+++ Dataset entries
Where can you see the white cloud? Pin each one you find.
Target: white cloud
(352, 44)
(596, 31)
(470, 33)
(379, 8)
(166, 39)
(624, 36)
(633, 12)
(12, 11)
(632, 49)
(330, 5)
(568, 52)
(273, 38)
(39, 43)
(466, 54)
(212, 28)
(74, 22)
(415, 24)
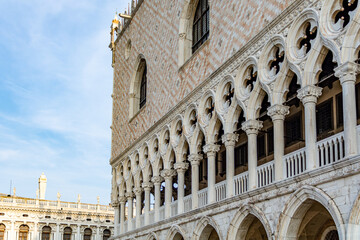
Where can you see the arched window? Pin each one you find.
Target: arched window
(138, 87)
(200, 24)
(143, 83)
(46, 231)
(2, 231)
(67, 233)
(106, 234)
(23, 232)
(87, 234)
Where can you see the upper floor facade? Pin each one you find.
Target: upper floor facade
(161, 34)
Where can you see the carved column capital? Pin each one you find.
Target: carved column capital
(251, 126)
(278, 112)
(211, 149)
(157, 180)
(309, 93)
(147, 186)
(195, 159)
(115, 204)
(138, 191)
(129, 196)
(168, 173)
(347, 72)
(229, 139)
(181, 167)
(122, 199)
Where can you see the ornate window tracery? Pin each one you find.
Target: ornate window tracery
(200, 24)
(67, 233)
(87, 234)
(2, 231)
(46, 231)
(23, 232)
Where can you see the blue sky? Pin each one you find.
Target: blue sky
(55, 97)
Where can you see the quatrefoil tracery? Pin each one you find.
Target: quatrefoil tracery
(179, 129)
(229, 95)
(251, 79)
(193, 119)
(210, 107)
(275, 64)
(344, 13)
(305, 41)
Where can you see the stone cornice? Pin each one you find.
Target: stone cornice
(277, 25)
(339, 170)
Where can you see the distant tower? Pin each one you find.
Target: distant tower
(42, 186)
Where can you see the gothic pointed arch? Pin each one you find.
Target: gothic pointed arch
(206, 229)
(175, 233)
(138, 86)
(194, 28)
(249, 220)
(152, 236)
(316, 207)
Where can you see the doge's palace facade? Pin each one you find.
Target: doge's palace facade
(236, 120)
(40, 219)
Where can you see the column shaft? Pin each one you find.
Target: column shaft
(138, 208)
(122, 216)
(308, 95)
(195, 162)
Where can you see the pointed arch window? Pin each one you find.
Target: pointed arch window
(87, 234)
(46, 231)
(143, 84)
(67, 233)
(106, 234)
(2, 231)
(201, 24)
(23, 232)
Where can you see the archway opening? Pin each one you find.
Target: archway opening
(251, 229)
(178, 237)
(209, 233)
(312, 221)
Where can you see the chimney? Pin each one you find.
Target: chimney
(42, 186)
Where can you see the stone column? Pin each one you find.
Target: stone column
(347, 75)
(168, 174)
(308, 96)
(147, 186)
(57, 234)
(138, 192)
(115, 205)
(277, 113)
(211, 150)
(157, 180)
(194, 160)
(122, 201)
(181, 168)
(252, 127)
(130, 197)
(229, 140)
(78, 232)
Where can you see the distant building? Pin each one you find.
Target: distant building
(236, 119)
(40, 219)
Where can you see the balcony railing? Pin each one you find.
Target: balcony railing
(220, 191)
(241, 183)
(295, 163)
(203, 197)
(330, 150)
(188, 203)
(30, 202)
(265, 174)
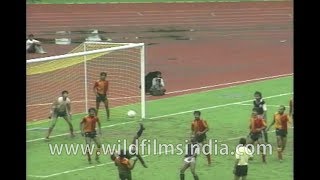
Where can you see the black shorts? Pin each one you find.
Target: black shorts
(92, 134)
(241, 170)
(101, 98)
(60, 114)
(255, 136)
(201, 138)
(281, 132)
(125, 176)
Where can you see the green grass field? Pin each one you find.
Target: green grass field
(227, 111)
(127, 1)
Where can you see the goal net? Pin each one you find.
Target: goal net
(77, 72)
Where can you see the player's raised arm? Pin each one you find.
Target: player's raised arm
(131, 166)
(95, 91)
(82, 126)
(99, 126)
(205, 124)
(273, 121)
(53, 107)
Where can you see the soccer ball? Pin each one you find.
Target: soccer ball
(131, 113)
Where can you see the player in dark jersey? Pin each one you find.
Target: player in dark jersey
(190, 159)
(100, 89)
(261, 108)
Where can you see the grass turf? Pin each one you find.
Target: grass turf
(128, 1)
(169, 122)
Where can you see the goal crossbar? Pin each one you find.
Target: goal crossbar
(86, 58)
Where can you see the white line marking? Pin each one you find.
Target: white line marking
(90, 167)
(268, 105)
(167, 115)
(232, 83)
(195, 89)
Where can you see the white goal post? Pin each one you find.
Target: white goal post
(77, 72)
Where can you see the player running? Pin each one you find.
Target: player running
(280, 121)
(199, 128)
(190, 159)
(132, 152)
(88, 130)
(257, 126)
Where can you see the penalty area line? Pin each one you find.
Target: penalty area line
(167, 115)
(102, 164)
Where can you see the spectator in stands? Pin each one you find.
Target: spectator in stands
(33, 45)
(157, 88)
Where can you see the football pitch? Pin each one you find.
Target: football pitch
(227, 111)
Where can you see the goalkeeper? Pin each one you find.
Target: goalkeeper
(132, 152)
(157, 88)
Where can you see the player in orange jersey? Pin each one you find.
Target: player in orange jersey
(199, 128)
(291, 111)
(257, 127)
(280, 121)
(88, 130)
(100, 90)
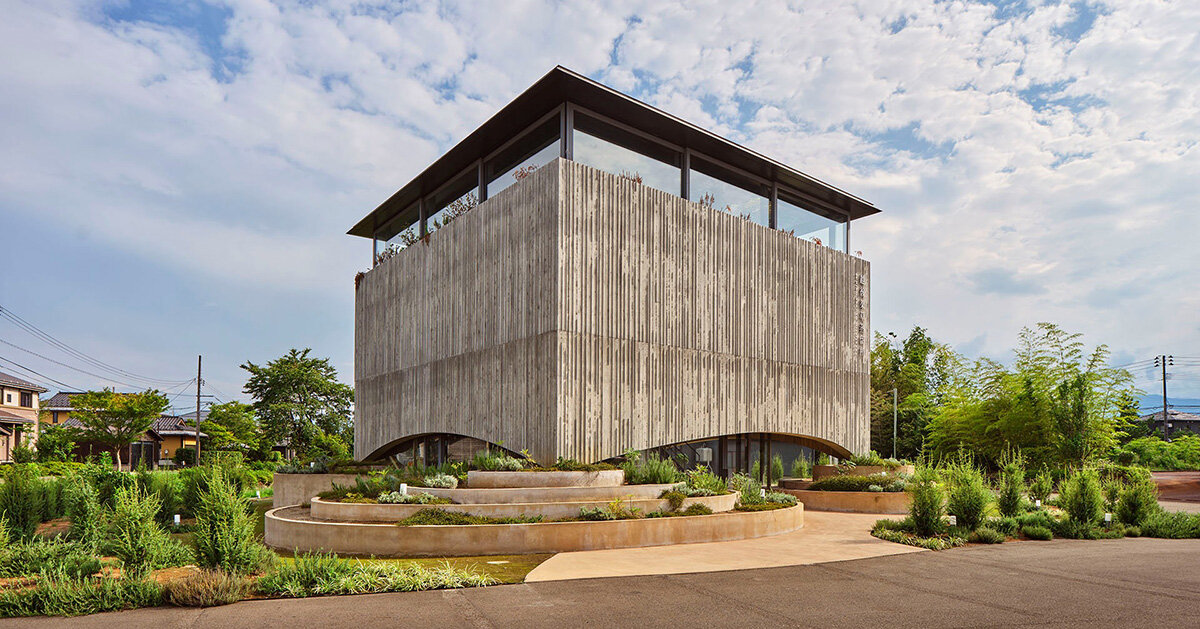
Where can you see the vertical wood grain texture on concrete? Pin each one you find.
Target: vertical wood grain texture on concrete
++++++
◆ **Work to complete**
In the entries above, find each line with the string "grain" and copy it.

◆ **Exercise result**
Where can you see the vertical wood grain texture on concrete? Pin each one you find.
Target: vertical wood grain texture on concrete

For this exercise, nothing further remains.